*TASK TO CARRY OUT*
Only the text of the records belongs in the answer; the pictures must be dropped.

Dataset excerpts
┄┄┄┄┄┄
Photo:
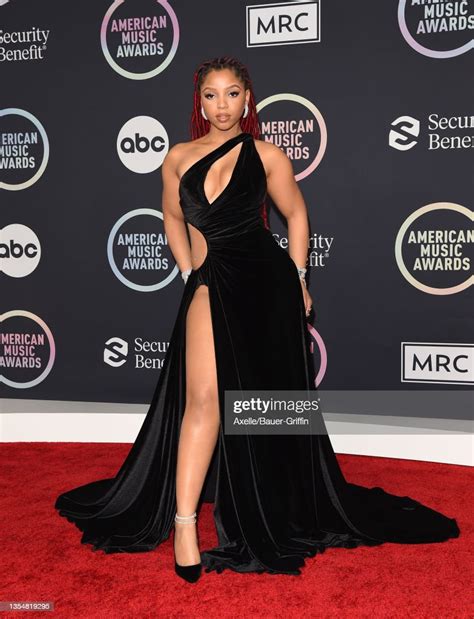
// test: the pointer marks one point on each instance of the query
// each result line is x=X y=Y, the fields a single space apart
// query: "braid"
x=199 y=126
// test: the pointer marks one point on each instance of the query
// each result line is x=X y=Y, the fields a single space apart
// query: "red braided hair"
x=199 y=126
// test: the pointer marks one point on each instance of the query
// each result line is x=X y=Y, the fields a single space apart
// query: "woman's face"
x=223 y=98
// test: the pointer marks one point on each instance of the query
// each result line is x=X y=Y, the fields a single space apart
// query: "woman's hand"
x=308 y=301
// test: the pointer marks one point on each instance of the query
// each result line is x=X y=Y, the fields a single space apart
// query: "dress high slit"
x=279 y=498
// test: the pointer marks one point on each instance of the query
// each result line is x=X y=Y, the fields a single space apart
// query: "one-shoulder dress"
x=278 y=498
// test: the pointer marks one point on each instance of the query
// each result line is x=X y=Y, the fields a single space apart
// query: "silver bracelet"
x=186 y=274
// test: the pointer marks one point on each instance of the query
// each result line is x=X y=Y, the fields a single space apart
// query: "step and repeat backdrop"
x=370 y=101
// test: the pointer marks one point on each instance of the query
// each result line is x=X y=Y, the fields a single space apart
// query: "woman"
x=241 y=325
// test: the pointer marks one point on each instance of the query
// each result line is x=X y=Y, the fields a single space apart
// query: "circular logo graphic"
x=433 y=248
x=25 y=149
x=137 y=247
x=142 y=144
x=292 y=135
x=20 y=250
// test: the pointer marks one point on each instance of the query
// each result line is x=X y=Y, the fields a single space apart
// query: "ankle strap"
x=185 y=519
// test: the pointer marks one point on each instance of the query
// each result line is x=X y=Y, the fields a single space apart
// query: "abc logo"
x=20 y=250
x=142 y=144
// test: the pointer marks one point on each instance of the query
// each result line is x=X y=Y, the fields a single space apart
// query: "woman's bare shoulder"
x=271 y=156
x=180 y=155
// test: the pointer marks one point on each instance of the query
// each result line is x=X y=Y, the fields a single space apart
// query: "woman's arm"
x=285 y=193
x=173 y=218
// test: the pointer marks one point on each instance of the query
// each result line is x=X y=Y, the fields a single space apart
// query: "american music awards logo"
x=434 y=248
x=27 y=349
x=147 y=354
x=138 y=251
x=437 y=29
x=24 y=149
x=139 y=39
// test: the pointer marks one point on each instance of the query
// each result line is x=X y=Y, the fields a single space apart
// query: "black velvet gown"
x=279 y=498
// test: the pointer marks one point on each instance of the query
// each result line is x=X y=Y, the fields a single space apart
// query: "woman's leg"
x=200 y=425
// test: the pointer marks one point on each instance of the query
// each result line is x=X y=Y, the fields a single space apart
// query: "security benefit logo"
x=146 y=354
x=283 y=23
x=139 y=38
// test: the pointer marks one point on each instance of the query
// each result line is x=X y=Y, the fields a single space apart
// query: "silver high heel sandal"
x=190 y=573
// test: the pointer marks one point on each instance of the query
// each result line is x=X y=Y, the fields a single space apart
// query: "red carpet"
x=42 y=559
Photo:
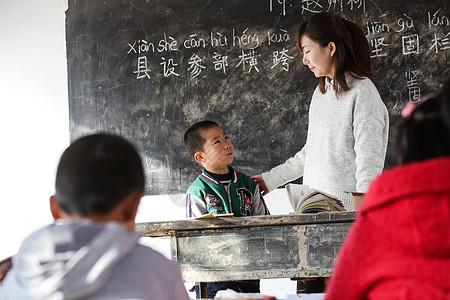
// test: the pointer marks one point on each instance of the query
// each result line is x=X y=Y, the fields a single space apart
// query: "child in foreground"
x=219 y=189
x=92 y=250
x=399 y=245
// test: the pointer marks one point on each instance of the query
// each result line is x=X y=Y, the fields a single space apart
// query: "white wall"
x=34 y=127
x=34 y=117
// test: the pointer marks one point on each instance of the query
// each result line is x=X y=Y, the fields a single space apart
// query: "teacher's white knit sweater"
x=346 y=144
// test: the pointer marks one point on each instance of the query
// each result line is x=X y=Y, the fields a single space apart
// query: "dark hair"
x=425 y=133
x=352 y=49
x=96 y=173
x=193 y=139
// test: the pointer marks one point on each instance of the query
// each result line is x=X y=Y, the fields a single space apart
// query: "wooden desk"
x=259 y=247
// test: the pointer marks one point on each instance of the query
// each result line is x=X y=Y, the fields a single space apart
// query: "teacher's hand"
x=262 y=185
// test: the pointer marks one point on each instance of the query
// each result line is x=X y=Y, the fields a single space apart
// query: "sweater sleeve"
x=370 y=130
x=288 y=171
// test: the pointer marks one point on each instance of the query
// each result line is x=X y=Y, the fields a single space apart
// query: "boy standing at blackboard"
x=219 y=189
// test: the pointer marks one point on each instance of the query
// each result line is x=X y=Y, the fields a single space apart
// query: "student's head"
x=99 y=177
x=424 y=132
x=333 y=45
x=206 y=142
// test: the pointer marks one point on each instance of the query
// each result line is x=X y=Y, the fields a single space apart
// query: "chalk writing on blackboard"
x=148 y=69
x=412 y=84
x=316 y=6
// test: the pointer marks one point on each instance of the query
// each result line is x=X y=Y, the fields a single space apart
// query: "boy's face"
x=217 y=151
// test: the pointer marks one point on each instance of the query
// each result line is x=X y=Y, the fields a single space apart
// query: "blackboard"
x=148 y=69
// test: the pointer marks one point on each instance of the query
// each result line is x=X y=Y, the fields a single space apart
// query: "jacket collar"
x=210 y=178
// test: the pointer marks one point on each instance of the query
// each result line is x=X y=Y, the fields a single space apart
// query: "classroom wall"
x=34 y=117
x=34 y=121
x=34 y=128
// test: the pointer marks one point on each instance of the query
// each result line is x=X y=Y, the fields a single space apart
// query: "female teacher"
x=348 y=122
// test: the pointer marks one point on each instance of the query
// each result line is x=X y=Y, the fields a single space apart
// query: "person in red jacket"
x=399 y=245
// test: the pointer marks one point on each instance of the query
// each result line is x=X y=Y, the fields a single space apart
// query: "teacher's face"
┄┄┄┄┄┄
*ANSWER TO THIS TASK*
Photo:
// test: the pointer marks one point on each instance of the query
// each result line is x=X y=Y, the fields a single space apart
// query: "braid"
x=199 y=126
// test: the pointer marks one point on each instance of the query
// each result line is x=X y=Y, the fields a single space apart
// query: "red braided hair"
x=199 y=126
// test: the pointer marks one point on each instance of the query
// each result line is x=X y=Y, the fields a single space apart
// query: "woman's face"
x=223 y=98
// test: the pointer marks one point on each instance of the query
// each result line is x=X y=Y, the fields a single space apart
// query: "woman's hand"
x=308 y=301
// test: the pointer marks one point on each instance of the query
// each result line is x=X y=Y, the fields a single space apart
// query: "dress high slit"
x=279 y=498
// test: the pointer marks one point on each instance of the query
// each result line is x=X y=Y, the fields a single space apart
// query: "one-shoulder dress"
x=278 y=498
// test: the pointer marks one point on each instance of the query
// each result line is x=X y=Y, the fields a single space apart
// query: "silver bracelet"
x=186 y=274
// test: the pointer marks one point on each instance of the query
// each result line is x=X y=Y, the fields a single space apart
// query: "step and repeat backdrop"
x=370 y=101
// test: the pointer marks one point on each instance of the query
// each result line is x=X y=Y, the fields a single space apart
// query: "woman"
x=241 y=325
// test: the pointer marks one point on each instance of the query
// each result line is x=X y=Y, the fields a single space apart
// query: "circular logo graphic"
x=433 y=248
x=25 y=149
x=137 y=247
x=142 y=144
x=292 y=135
x=20 y=250
// test: the pointer marks one point on each instance of the query
// each result line is x=X y=Y, the fields a single space apart
// query: "ankle strap"
x=185 y=519
// test: the pointer marks one point on each instance of the query
// each result line is x=X y=Y, the fields a single space apart
// query: "abc logo"
x=20 y=250
x=142 y=144
// test: the pointer marks one point on each instance of the query
// each result line is x=X y=Y, the fields a single space apart
// query: "woman's bare shoulder"
x=271 y=156
x=180 y=155
// test: the pointer marks one point on each instance of the query
// each result line is x=X y=Y, the fields a single space apart
// query: "woman's arm"
x=285 y=193
x=173 y=218
// test: the pointer marks one point on each instance of the query
// each result line is x=X y=Y, the fields a single space apart
// query: "american music awards logo"
x=434 y=248
x=27 y=349
x=147 y=354
x=138 y=251
x=437 y=29
x=24 y=149
x=139 y=39
// test: the pointer marks one point on each instance of the query
// each result line is x=X y=Y, the fields a single space apart
// query: "black velvet gown"
x=279 y=498
// test: the pointer marks one point on each instance of the query
// each result line is x=X y=Y, the fields a single space apart
// query: "woman's leg"
x=200 y=425
// test: the pointer marks one point on each instance of the query
// each result line is x=X y=Y, the fields a single space apart
// query: "security benefit logo"
x=146 y=354
x=283 y=23
x=139 y=38
// test: the pointer marks one point on each instance of the query
// each result line is x=X y=Y, the fields a single space apart
// query: "silver high heel sandal"
x=190 y=573
// test: the pointer marks one point on each instance of the query
// each result line is x=X y=Y, the fields a single space apart
// query: "red carpet"
x=42 y=559
Photo:
// test: the pointer marks one point on each instance of the query
// each result line is x=X y=Y, the fields a single space apart
// query: "child in foreground"
x=219 y=189
x=92 y=250
x=399 y=245
// test: the pointer marks one point on each instance of the query
// each result line is x=X y=Y, the fields a single space apart
// query: "white wall"
x=34 y=127
x=34 y=117
// test: the pointer marks one point on each instance of the query
// each result line is x=X y=Y, the fields a single space apart
// query: "teacher's white knit sweater"
x=346 y=144
// test: the pointer marks one point on each instance of the query
// each result line is x=X y=Y, the fields a single space apart
// query: "dark hair"
x=425 y=133
x=352 y=49
x=96 y=173
x=193 y=139
// test: the pointer marks one point on each instance of the query
// each result line is x=X y=Y, the fields a single space apart
// query: "wooden desk"
x=259 y=247
// test: the pointer marks one point on each instance of the query
// each result line is x=X y=Y, the fields a single space apart
// query: "teacher's hand"
x=262 y=185
// test: the pointer marks one point on each instance of the query
// each result line is x=X y=Y, the fields a single space apart
// query: "sweater sleeve"
x=370 y=130
x=288 y=171
// test: the pointer marks one point on each instance of the query
// each result line is x=X y=Y, the fields a single space apart
// query: "boy standing at blackboard"
x=219 y=189
// test: the pointer marks one point on each instance of the query
// each result line is x=X y=Y, the fields a single space apart
// query: "student's head"
x=99 y=177
x=424 y=132
x=333 y=45
x=206 y=142
// test: the pointer marks one point on each instance of the query
// each result line is x=X y=Y, the fields a single space apart
// query: "chalk writing on blackboard"
x=148 y=69
x=412 y=84
x=316 y=6
// test: the pointer marks one point on each instance of the query
// each result line is x=X y=Y, the fields a single space apart
// query: "boy's face"
x=217 y=151
// test: the pointer marks one point on each instance of the query
// each result line is x=X y=Y, the fields a single space apart
// query: "blackboard"
x=148 y=69
// test: the pointer marks one point on each instance of the query
// each result line is x=X y=Y, the fields a single space apart
// query: "jacket collar"
x=210 y=178
// test: the pointer marks one point on each instance of the query
// each result line is x=X y=Y, the fields a single space apart
// query: "classroom wall"
x=34 y=117
x=34 y=121
x=34 y=128
// test: the pointer marks one point on each instance of the query
// each result line is x=X y=Y, the fields a single space apart
// query: "female teacher"
x=348 y=122
// test: the pointer marks one point on each instance of the query
// each result line is x=X y=Y, the fields a single space apart
// query: "person in red jacket"
x=399 y=245
// test: the pointer marks one point on each instance of the query
// each result line is x=X y=Y, the fields a single space apart
// query: "teacher's face"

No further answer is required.